#### Tekstfragment:
☆ ☆ ☆ ☆ ☆
4.5 Het voorgaande oordeel brengt mee dat de vordering van [eiser], voor zover gestoeld op een andere interpretatie van de suppletieregeling moet worden verworpen.
4.6 Het tweede punt dat partijen verdeeld heeft gehouden, betreft de berekening van de wèl bestaande en overigens door Centric ook erkende vordering.
4.7 Ook daar dient de letterlijke tekst van toegezegde regeling als leidraad te gelden. Voor zover de WW-uitkering lager is dan 70% van het "laatst verdiende" loon dient deze te worden aangevuld. Tussen werkgever en werknemer wordt onder laatst verdiende loon verstaan de (bruto) aanspraak, die een werknemer periodiek tegenover de werkgever geldend kan maken. Dat is in dit geval het bruto loon, vermeerderd met de vaste looncomponenten, zoals de inschalingstoeslag, persoonlijke toeslag en de vakantietoeslag.
☆ ☆ ☆ ☆ ☆
#### De gegevens:
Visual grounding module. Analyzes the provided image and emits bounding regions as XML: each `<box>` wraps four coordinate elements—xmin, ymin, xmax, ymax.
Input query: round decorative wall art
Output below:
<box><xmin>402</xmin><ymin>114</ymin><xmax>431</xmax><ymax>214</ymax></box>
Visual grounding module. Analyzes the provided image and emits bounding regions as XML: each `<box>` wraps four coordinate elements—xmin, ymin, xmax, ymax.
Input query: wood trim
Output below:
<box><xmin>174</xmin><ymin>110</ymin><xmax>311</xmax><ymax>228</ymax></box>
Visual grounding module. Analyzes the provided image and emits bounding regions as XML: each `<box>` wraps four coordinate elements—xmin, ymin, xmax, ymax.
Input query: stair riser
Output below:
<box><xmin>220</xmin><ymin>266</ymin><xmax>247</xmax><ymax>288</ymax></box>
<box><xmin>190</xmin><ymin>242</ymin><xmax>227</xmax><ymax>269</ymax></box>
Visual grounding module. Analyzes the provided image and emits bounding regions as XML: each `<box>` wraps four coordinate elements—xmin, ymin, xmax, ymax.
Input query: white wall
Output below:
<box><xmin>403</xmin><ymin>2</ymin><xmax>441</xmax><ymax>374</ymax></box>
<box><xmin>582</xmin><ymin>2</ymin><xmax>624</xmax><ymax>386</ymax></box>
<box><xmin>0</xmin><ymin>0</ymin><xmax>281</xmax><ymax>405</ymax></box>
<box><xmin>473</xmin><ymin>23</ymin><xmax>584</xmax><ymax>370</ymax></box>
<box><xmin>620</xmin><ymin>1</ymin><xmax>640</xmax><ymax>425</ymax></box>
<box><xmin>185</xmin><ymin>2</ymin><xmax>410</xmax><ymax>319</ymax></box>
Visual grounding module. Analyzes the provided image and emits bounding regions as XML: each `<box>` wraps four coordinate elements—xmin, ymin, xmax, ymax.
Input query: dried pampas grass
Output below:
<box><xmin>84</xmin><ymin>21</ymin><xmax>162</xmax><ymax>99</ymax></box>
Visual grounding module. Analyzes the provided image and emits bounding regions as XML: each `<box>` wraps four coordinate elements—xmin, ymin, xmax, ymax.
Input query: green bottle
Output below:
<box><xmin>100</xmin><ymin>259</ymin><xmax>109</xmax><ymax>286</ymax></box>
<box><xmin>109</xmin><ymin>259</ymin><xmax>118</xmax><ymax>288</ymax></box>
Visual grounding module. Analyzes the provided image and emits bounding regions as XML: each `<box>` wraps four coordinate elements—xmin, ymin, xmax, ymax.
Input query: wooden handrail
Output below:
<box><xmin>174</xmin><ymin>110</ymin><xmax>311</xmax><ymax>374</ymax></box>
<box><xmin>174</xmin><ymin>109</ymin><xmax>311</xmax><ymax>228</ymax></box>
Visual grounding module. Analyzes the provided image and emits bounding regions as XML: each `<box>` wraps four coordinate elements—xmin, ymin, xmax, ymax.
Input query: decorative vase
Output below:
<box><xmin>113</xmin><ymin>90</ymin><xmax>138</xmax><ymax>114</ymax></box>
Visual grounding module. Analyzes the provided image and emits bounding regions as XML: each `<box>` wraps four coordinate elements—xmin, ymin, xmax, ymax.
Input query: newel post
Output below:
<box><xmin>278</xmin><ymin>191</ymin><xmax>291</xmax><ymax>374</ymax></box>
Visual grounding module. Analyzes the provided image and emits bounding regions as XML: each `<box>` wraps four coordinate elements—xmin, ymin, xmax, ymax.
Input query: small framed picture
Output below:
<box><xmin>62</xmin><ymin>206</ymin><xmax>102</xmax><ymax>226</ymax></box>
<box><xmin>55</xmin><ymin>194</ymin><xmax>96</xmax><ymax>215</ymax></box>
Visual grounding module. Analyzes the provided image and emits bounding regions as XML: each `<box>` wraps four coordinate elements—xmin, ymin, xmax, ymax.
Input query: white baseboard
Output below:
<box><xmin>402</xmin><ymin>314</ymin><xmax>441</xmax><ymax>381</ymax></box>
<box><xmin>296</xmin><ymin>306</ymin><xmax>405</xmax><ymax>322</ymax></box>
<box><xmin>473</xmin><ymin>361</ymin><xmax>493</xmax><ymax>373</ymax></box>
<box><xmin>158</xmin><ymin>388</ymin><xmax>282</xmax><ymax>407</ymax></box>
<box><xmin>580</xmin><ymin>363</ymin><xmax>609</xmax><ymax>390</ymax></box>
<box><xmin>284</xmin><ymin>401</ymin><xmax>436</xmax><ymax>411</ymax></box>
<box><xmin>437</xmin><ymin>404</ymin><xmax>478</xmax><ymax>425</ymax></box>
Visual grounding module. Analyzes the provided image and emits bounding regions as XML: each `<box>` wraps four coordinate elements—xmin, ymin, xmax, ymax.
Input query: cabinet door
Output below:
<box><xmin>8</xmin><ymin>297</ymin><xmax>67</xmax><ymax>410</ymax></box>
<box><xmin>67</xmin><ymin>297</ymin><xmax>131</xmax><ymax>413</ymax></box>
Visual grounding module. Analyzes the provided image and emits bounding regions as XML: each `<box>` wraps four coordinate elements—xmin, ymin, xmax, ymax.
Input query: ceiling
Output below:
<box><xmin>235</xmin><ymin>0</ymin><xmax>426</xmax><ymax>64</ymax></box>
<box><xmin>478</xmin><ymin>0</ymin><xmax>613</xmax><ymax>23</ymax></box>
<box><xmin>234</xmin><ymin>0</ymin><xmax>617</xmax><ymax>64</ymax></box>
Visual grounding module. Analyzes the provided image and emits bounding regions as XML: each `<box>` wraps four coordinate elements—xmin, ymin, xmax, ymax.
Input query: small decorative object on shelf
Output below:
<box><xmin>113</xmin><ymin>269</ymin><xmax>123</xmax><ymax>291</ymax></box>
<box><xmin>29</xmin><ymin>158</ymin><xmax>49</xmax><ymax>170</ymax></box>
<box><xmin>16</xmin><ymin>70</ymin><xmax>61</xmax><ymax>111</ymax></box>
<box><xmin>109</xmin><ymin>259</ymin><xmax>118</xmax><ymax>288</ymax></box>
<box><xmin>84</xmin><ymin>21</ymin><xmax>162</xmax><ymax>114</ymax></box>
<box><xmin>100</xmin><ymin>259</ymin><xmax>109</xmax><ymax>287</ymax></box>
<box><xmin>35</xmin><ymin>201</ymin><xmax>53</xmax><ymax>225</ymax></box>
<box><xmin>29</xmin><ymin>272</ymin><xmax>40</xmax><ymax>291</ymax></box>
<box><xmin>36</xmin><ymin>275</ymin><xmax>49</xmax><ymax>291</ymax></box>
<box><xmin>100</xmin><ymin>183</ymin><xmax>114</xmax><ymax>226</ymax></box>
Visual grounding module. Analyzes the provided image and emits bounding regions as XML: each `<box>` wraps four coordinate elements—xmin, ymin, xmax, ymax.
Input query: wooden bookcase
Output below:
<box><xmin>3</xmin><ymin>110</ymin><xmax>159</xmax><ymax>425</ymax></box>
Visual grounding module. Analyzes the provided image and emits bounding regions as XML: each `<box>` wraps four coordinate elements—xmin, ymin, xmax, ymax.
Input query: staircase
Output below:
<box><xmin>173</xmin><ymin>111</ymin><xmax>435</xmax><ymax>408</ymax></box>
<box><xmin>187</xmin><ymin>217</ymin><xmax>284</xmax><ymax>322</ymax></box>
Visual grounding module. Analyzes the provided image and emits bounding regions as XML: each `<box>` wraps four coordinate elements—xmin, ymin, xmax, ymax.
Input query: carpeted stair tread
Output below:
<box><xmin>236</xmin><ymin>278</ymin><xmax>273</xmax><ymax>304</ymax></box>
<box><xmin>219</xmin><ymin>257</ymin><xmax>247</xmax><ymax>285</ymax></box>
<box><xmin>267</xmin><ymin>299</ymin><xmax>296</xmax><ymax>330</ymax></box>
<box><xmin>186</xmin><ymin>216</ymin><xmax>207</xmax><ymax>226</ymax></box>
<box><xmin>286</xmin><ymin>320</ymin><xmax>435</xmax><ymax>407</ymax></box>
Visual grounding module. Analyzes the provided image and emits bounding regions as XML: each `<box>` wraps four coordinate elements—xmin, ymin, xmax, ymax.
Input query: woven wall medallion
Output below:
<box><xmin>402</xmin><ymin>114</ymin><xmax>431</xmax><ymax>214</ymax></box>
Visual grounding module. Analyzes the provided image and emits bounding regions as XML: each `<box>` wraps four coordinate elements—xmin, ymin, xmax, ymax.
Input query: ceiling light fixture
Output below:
☆ ☆ ☆ ☆ ☆
#### Maak de opdrachten:
1. Neem uit de tekst over de suppletieregeling letterlijk het gedeelte over van "4.6 Het tweede" tot en met "en de vakantietoeslag.".
2. Beantwoord de volgende vragen aan de hand van de tekst over de suppletieregeling.
(a) Welke partij heeft de vordering volgens de tekst erkend?
(b) Tot welk percentage van het laatst verdiende loon moet de WW-uitkering worden aangevuld?
(c) Welke vaste looncomponenten worden als voorbeeld genoemd?
3. Zet de tekst over de suppletieregeling voort na de laatste zin.
Voor deze opdrachten zijn de items niet nodig.

#### Antwoorden:
1.
4.6 Het tweede punt dat partijen verdeeld heeft gehouden, betreft de berekening van de wèl bestaande en overigens door Centric ook erkende vordering.
4.7 Ook daar dient de letterlijke tekst van toegezegde regeling als leidraad te gelden. Voor zover de WW-uitkering lager is dan 70% van het "laatst verdiende" loon dient deze te worden aangevuld. Tussen werkgever en werknemer wordt onder laatst verdiende loon verstaan de (bruto) aanspraak, die een werknemer periodiek tegenover de werkgever geldend kan maken. Dat is in dit geval het bruto loon, vermeerderd met de vaste looncomponenten, zoals de inschalingstoeslag, persoonlijke toeslag en de vakantietoeslag.

2.
(a) Centric.
(b) Tot 70% van het laatst verdiende loon.
(c) De inschalingstoeslag, de persoonlijke toeslag en de vakantietoeslag.

3.
4.8 Bij antwoord akte na comparitie heeft [eiser] zich nog op het standpunt gesteld dat het vervallen van de benefitshop niet met instemming van [eiser] heeft plaatsgevonden en dat daarom met de componenten, die daarin begrepen waren bij de berekening rekening moet worden gehouden, doch dat standpunt heeft [eiser] eerst bij de genoemde akte naar voren gebracht en Centric heeft daar niet meer op kunnen reageren. Temeer nu niet gesteld of gebleken is dat [eiser] zich tegen de bijna een half jaar voor het einde van zijn dienstverband gewijzigde beloningsstructuur heeft verzet en Centric onweersproken heeft gesteld dat de gewijzigde componenten op andere wijze aan de werknemers werden toegekend (onder andere dooor het weer vast toekennen van de voor het in werking treden van de benefitshop geldende bovenwettelijke vakantiedagen), gaat de kantonrechter aan het standpunt van [eiser] te dezer zake voorbij en hanteert bij de berekening van de vordering van [eiser] diens laatste loonstrook van augustus 2009, waarop - voor zover van belang - alleen de looncomponenten door Centric genoemd en hiervoor onder 4.7 weergegeven, zijn vermeld.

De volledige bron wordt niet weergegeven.